_Directions for this task_
Check each line of the records below for the string "jersey", then state how many lines contain it, with no other output.

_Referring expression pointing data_
------------------------------------

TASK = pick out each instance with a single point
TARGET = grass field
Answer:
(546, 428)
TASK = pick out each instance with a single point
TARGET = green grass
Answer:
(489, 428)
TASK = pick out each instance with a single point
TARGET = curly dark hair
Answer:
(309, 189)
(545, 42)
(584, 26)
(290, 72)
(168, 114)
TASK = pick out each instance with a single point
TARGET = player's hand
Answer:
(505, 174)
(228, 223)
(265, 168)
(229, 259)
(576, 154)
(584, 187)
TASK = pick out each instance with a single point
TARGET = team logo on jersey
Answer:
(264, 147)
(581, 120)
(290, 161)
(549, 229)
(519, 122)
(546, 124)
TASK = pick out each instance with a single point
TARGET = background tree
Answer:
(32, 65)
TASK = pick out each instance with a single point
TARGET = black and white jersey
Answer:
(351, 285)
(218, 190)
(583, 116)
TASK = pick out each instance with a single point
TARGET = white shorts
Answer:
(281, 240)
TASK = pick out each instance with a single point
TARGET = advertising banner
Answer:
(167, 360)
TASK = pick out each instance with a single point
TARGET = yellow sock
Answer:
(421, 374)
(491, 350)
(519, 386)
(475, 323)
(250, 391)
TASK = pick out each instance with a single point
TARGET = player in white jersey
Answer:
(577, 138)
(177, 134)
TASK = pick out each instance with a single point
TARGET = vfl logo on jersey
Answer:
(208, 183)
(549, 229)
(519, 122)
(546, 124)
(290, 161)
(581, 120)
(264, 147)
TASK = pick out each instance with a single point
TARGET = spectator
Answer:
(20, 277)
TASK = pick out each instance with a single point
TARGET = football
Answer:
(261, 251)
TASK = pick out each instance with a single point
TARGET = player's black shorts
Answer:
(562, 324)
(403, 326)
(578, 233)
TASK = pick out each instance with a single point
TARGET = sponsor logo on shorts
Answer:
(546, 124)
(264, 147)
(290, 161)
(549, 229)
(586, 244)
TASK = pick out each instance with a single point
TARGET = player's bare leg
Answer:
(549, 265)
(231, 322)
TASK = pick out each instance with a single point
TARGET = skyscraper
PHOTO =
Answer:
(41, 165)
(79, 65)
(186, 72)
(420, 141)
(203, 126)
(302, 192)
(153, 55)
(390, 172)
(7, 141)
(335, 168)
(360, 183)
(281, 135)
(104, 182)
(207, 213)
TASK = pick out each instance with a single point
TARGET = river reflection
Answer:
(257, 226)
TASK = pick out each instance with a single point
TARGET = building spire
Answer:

------------------------------------

_Answer section_
4